§ Problem: Word for word, reproduce the listing that follows, excluding any pictures it contains.

§ Entries provided:
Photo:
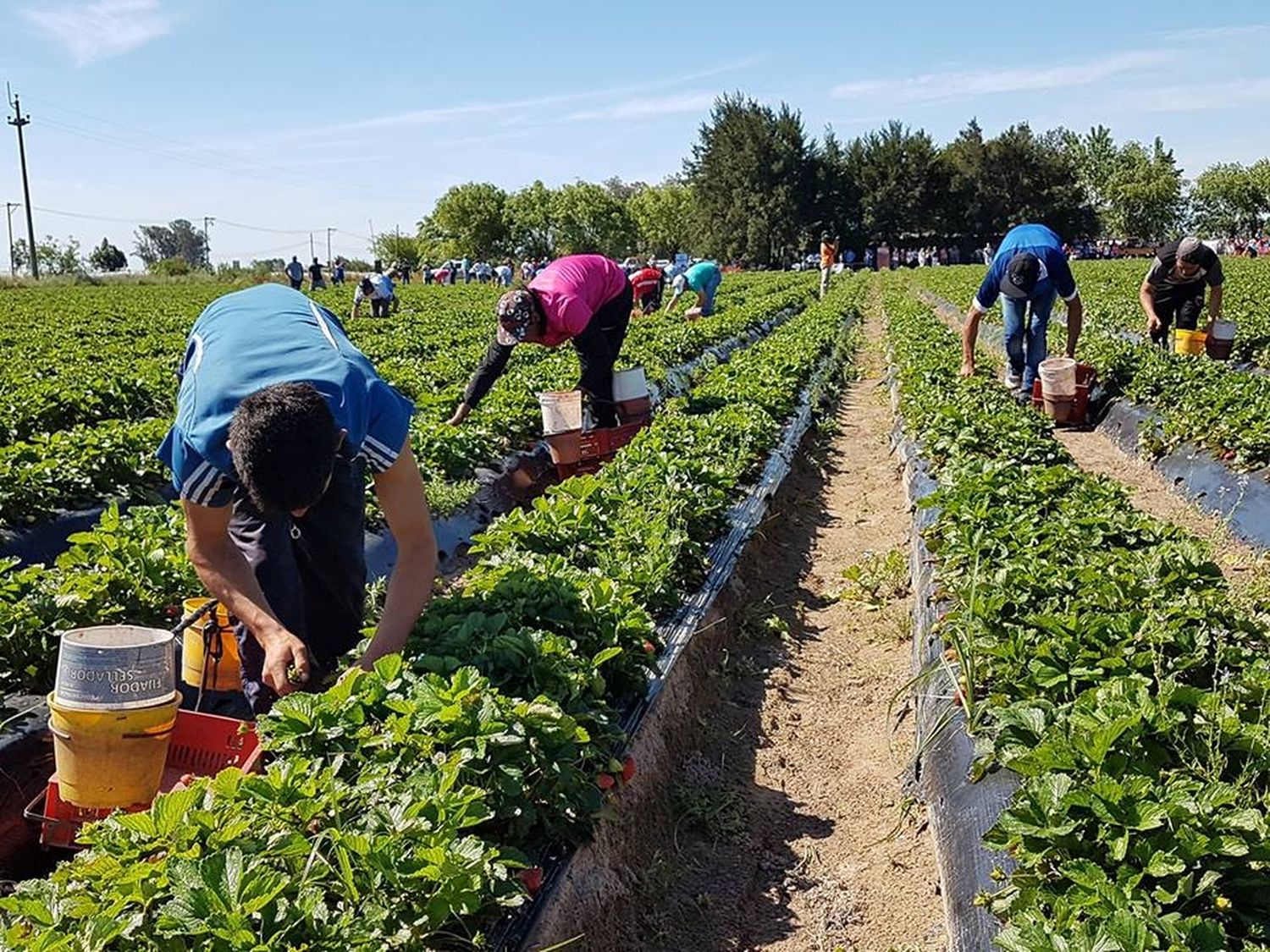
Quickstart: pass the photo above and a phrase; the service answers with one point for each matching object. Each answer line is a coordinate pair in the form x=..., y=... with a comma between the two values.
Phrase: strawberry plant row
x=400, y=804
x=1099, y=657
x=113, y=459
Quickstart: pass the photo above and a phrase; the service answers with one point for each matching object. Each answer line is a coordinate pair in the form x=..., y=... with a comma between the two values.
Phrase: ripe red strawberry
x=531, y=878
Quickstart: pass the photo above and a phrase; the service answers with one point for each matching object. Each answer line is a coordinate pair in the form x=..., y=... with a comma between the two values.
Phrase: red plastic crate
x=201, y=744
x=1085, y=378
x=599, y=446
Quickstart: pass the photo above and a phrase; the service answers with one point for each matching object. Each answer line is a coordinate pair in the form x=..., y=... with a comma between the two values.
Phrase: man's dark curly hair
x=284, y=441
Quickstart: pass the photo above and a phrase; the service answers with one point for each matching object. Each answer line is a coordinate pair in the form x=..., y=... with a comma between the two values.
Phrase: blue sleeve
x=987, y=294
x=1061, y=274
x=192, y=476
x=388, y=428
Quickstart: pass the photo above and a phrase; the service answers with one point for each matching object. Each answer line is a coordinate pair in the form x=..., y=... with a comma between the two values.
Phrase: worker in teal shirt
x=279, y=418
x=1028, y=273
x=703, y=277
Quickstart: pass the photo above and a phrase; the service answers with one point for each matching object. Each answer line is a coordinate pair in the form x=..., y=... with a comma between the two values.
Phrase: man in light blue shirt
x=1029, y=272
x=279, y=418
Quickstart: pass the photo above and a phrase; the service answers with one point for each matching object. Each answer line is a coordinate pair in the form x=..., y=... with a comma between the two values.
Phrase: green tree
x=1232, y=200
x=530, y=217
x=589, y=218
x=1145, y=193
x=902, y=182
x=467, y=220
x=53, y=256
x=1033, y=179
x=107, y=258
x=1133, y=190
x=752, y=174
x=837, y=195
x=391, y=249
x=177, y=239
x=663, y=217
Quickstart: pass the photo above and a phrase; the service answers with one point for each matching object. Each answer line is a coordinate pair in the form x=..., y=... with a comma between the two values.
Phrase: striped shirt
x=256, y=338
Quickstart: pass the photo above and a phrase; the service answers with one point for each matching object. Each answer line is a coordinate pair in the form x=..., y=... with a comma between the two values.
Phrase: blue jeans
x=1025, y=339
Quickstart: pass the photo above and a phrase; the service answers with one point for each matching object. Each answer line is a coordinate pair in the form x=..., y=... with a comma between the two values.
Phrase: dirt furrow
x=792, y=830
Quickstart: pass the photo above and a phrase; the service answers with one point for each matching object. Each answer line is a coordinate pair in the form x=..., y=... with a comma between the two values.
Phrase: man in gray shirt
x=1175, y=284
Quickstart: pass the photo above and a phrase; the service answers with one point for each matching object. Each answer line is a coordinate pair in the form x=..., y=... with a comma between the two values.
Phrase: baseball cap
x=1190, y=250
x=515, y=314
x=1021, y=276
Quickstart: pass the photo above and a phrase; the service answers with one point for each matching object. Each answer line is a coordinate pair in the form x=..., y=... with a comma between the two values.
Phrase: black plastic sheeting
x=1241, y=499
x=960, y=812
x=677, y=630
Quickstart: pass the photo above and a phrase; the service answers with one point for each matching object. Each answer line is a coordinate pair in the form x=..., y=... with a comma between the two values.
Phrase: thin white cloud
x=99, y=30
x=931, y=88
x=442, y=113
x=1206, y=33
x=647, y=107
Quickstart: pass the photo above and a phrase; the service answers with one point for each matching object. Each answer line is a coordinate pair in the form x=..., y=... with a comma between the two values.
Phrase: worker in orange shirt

§ Task answer:
Photo:
Quickstart: pass the photo above and a phrase; the service answers with one point for each matching object. Each answer line is a coordinate pair in the form x=..., y=... with a comma between the two values.
Phrase: strawberry plant row
x=400, y=804
x=1099, y=657
x=113, y=459
Quickstart: pass the photo above and a phrase; the service answers with one point for each matching object. Each answer line is a coordinate pair in the form x=..., y=... with a comma between the two values.
Phrase: ripe red strawberry
x=531, y=878
Quickstart: pass the photo above and a phrase; the service answers with one point for each matching object. Each answer line is a coordinate pair in the form x=..., y=... with a comma between the two values.
Phrase: red plastic crate
x=201, y=744
x=1085, y=378
x=599, y=446
Quickstart: pass the photo above and a phrase; the service answers with one point for each matching object. Each answer line is a coordinate pair in the form x=..., y=... with a comma between the two values.
Phrase: man's dark curly hair
x=284, y=441
Quickstart: pass the photo above and a phrase; the service answers with one point for each matching object. Each answer line is a coordinate pair in the form x=..., y=... with a comma between the two values.
Phrase: blue sleeve
x=987, y=294
x=1061, y=274
x=192, y=476
x=388, y=428
Quickstart: pass the photo above and a phrase; the service answers with one point for each matching object. Each answer line is a coordinate pair in the form x=..., y=... with a comma between the two values.
Phrase: worker in teal shirt
x=279, y=418
x=1028, y=273
x=703, y=277
Quickstart: pass the photo above and a phrase; the service answers with one point for each matching object. Each answer line is a coordinate pair in the form x=..., y=... with a comma between the two values.
Phrase: man in light blue shirt
x=1029, y=272
x=279, y=418
Quickstart: pass the photo above and a phrase; the service answers with one point for each matching object. Each answer line is a coordinate pair in the form x=..., y=... with a comma between the two values.
Phrase: green tree
x=1232, y=200
x=530, y=217
x=589, y=218
x=1145, y=193
x=902, y=182
x=467, y=220
x=53, y=256
x=1033, y=179
x=107, y=258
x=1133, y=190
x=752, y=174
x=837, y=195
x=391, y=249
x=177, y=239
x=663, y=217
Quickstart: pass the photo above and a phrase; the service answers with one point for each matching object. Each answer line is a coordinate pair in the form x=..., y=... with a comma between the two values.
Phrase: striped shirt
x=256, y=338
Quickstart: pass the photo above and a phrase; the service answers with one point for each matching object. Each answer line is a coordinate pair in the form x=..., y=... with a comma between the two values.
Phrase: blue jeans
x=1025, y=339
Quickstart: pass the photo above and a phrase; the service answers with one point for each matching object. Each answer line is a coordinate pair in the form x=..., y=... with a comma between the two values.
Phrase: dirt furrow
x=792, y=830
Quickstart: pass the photo above and a phrase; the service answers with one point for each matching object. Each answer line is a coordinate pair in the form x=..., y=... with a comma between the two values.
Phrase: man in gray shirt
x=1175, y=284
Quickstart: pass the photo above and a phrase; the service answers with one point for each matching object. Each answer line is a coordinate pair in the form x=..., y=... with a comma between the two values.
Phrase: baseball cap
x=1190, y=250
x=515, y=314
x=1021, y=276
Quickstart: pass the photo above and a phrase; the service answers with one point for each matching object. Each answer line is a coordinate pair in the form x=..., y=... with a comma between the two values.
Phrase: black plastic sheeting
x=1241, y=499
x=960, y=812
x=677, y=630
Quickstart: pass the photo above and a phrase; the service answers with one point for each matching object. Each answer line is a coordinate pair in the form x=..., y=... with a comma between the two values.
Phrase: thin white cloud
x=99, y=30
x=931, y=88
x=442, y=113
x=1206, y=33
x=647, y=107
Quickstart: pass the photo above and a phrase; the service answers with one point for each matching object. Each answer line is a coordinate pair in the form x=..., y=... with a comma between the two values.
Phrase: worker in orange shirt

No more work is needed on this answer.